SHORT TASK 1
Find each line of the rows that contains the word "white" and copy those lines.

DOCUMENT

——

CALL FOR CASES: Research project on citizen participation and nonviolent civic action to fight corruption

Do you know about cases in which citizens have taken part in organized civic action campaigns to fight corruption? I am conducting a 12-month research project to document, analyze, and distill general lessons learned and good practices from civic action campaigns and movements to fight corruption. Please contact me if you:
--Know about possible initiatives, campaigns or movements addressing corruption that included the mobilization of citizens and/or nonviolent civic action – as defined in the project description section. Cases may have taken place in the last two decades or be presently ongoing. Corruption may be the sole focus, or it may be linked to other forms of injustice, such as violence, authoritarian rule, organized crime, discrimination, poverty, workers rights, environmental destruction, state service provision, or other issues.

——

LISTING
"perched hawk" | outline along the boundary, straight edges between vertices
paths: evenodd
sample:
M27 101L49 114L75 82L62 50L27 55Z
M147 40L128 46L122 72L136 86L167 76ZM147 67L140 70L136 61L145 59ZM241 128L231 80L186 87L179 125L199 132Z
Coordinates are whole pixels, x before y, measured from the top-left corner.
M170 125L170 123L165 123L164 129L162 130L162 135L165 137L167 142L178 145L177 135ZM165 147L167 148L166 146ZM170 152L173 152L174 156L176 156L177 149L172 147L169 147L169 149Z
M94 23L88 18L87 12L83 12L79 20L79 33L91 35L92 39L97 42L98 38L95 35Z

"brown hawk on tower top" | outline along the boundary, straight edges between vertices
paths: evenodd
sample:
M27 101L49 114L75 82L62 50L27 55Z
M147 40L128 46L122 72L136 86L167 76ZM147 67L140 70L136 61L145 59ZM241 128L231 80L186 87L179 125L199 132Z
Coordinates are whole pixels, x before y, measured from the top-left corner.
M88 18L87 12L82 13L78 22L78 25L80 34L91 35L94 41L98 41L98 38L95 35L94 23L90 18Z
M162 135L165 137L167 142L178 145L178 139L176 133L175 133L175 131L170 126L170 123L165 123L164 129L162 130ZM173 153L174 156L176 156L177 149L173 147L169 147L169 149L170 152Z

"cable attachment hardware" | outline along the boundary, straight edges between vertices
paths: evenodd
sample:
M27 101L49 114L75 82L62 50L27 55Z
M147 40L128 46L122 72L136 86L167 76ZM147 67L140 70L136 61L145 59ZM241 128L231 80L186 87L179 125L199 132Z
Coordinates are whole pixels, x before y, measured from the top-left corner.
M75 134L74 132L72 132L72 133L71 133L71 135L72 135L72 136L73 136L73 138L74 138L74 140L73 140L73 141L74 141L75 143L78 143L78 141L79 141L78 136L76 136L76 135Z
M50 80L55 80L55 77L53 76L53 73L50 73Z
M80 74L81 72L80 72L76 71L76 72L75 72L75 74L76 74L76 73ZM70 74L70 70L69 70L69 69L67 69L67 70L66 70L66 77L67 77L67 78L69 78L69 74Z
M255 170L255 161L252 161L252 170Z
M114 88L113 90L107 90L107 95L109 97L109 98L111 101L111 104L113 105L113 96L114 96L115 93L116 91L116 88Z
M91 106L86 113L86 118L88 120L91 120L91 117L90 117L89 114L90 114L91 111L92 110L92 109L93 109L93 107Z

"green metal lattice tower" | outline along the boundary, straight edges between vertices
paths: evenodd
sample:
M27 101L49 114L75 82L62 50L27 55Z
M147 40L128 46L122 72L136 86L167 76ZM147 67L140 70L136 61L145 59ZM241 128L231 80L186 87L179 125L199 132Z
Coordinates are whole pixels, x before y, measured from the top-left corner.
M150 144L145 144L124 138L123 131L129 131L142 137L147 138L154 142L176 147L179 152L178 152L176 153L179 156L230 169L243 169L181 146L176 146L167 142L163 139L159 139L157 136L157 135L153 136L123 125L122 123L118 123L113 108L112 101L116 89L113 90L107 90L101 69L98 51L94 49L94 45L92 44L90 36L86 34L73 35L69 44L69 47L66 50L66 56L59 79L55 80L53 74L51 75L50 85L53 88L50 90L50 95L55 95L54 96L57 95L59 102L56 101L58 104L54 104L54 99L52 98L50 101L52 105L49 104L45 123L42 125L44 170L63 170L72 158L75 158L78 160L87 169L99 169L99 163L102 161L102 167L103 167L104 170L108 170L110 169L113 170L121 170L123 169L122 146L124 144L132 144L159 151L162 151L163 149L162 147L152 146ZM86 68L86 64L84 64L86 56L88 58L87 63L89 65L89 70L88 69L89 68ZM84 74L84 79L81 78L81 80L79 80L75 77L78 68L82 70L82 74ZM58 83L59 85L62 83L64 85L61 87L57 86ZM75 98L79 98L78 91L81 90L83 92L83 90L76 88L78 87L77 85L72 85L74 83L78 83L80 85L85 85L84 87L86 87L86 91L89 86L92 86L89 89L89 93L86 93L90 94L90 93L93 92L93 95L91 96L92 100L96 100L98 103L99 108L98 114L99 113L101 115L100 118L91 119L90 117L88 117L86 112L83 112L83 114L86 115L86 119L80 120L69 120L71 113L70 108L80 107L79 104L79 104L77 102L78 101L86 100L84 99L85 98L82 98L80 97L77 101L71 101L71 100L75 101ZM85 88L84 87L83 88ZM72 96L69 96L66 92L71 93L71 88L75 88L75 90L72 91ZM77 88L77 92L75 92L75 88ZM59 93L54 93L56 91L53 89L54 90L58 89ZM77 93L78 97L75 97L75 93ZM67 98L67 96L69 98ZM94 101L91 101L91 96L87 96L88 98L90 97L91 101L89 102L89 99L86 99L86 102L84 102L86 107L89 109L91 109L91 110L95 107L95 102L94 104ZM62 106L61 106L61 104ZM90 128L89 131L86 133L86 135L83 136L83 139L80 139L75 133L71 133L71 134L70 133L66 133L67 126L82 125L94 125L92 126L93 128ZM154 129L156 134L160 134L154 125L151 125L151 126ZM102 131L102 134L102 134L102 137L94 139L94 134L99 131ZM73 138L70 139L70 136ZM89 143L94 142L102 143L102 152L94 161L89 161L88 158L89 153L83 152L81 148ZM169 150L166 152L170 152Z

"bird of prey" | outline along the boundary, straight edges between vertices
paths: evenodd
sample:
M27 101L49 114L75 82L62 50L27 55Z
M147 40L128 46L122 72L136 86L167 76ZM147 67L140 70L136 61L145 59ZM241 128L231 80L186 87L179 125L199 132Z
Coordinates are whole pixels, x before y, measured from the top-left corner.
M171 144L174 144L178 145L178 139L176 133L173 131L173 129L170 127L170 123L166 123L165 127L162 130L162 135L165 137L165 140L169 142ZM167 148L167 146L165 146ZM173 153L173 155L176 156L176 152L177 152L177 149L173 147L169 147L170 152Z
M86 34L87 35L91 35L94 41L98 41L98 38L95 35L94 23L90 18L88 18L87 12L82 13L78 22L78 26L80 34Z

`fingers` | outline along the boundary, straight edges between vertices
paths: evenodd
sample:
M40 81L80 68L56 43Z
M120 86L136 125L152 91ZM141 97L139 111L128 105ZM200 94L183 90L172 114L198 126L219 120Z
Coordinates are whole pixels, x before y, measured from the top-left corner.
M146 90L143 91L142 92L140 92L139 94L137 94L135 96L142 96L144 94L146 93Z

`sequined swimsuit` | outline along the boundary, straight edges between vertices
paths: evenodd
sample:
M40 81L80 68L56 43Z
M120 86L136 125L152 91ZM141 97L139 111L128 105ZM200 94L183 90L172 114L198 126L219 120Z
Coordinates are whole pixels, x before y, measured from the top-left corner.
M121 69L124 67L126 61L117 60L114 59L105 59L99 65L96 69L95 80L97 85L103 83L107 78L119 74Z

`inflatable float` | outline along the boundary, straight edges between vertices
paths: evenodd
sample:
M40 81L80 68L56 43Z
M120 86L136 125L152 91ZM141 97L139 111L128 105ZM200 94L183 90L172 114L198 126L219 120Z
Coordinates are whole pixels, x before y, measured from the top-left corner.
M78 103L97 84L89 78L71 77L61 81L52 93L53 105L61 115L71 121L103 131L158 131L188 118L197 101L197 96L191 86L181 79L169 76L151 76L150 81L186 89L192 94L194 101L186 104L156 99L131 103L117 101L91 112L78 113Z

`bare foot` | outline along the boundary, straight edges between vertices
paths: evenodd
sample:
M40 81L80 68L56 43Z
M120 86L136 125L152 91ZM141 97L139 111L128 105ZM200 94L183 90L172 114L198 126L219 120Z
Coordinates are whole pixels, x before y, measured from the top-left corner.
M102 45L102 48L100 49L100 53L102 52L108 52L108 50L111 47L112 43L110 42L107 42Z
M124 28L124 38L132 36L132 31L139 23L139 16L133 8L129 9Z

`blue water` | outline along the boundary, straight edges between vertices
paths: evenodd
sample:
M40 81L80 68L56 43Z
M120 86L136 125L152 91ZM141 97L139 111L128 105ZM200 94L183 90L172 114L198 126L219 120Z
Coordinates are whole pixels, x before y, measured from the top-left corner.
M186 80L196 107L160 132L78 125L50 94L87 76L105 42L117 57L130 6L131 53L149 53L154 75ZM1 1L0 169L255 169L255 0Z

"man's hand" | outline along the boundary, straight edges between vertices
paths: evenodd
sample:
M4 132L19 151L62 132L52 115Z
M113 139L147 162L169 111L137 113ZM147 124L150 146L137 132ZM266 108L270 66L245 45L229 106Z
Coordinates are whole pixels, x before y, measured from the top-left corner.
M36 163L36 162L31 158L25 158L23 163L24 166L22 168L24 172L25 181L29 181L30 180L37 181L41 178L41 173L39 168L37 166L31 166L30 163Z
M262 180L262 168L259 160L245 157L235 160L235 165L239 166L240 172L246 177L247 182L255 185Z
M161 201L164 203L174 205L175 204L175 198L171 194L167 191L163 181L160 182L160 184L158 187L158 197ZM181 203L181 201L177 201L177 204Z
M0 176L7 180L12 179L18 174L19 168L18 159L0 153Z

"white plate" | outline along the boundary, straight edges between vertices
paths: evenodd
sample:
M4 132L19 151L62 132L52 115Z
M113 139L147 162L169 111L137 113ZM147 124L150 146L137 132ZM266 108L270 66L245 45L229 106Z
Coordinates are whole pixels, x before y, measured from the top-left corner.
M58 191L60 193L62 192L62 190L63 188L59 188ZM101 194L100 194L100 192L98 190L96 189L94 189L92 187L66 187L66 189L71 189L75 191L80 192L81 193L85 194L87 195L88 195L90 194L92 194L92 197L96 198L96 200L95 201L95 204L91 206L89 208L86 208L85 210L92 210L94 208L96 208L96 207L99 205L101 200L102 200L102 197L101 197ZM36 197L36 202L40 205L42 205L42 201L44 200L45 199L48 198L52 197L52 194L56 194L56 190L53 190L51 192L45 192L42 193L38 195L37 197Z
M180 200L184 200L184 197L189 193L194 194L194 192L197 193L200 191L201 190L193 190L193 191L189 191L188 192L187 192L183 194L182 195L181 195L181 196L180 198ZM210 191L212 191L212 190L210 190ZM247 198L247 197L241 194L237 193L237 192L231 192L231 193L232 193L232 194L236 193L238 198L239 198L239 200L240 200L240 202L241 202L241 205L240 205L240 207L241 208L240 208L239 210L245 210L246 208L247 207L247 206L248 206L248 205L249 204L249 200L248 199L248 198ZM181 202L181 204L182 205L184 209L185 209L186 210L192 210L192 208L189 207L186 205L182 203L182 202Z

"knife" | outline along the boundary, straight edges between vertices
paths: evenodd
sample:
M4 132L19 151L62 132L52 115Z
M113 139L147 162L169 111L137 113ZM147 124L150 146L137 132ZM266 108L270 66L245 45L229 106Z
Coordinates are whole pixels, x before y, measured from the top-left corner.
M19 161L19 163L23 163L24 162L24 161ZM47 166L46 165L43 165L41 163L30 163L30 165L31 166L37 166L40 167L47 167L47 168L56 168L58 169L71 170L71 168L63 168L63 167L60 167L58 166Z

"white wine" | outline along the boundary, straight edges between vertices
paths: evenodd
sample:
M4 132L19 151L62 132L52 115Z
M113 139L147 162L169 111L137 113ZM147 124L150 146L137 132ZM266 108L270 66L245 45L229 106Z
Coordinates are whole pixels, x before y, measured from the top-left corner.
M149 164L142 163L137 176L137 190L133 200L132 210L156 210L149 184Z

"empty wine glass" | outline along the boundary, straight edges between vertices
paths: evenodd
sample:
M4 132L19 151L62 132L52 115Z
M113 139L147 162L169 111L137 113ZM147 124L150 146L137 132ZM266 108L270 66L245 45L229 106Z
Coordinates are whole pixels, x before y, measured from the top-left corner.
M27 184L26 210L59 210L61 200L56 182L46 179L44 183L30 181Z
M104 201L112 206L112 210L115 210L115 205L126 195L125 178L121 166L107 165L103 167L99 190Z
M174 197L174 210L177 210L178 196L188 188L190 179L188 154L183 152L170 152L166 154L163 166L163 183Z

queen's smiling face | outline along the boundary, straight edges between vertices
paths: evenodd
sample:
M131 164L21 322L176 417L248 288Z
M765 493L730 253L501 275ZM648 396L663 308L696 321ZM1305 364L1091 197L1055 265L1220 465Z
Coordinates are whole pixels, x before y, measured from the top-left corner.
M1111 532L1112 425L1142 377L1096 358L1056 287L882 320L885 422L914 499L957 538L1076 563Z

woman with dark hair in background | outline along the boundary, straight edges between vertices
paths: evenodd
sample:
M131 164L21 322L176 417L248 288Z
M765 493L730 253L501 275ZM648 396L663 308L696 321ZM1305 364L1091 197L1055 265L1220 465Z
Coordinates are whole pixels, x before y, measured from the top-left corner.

——

SHORT TASK 2
Carry on the call for cases about civic action against corruption from its final sentence.

TASK ANSWER 1
"white plate" | outline along the boundary, straight edges between vertices
"white wine" | outline along the boundary, straight edges between vertices

TASK ANSWER 2
--Have suggestions of other people or organizations to contact that could potentially have knowledge about cases;
--Have suggestions of reports, books or articles that refer to citizen initiatives and nonviolent civic action to fight corruption;
--Have recommendations of networks through which others can be notified about the project, including e-newsletters, websites, virtual groups, social network sites, etc.

For further information, please see the attached PDF file. FYI, here is a link to a recent presentation I gave on civic action to fight corruption at the Doha UN Convention against Corruption gathering:
http://blogs.worldbank.org/commgap-uncac-conference-state-parties-doha

This project is made possible through a grant from the United States Institute of Peace and support from the International Center on Nonviolent Conflict.
Shaazka Beyerle, Senior Advisor, International Center on Nonviolent Conflict
sbeyerleatnonviolent-conflict.org/1 202 416 4720 (messages)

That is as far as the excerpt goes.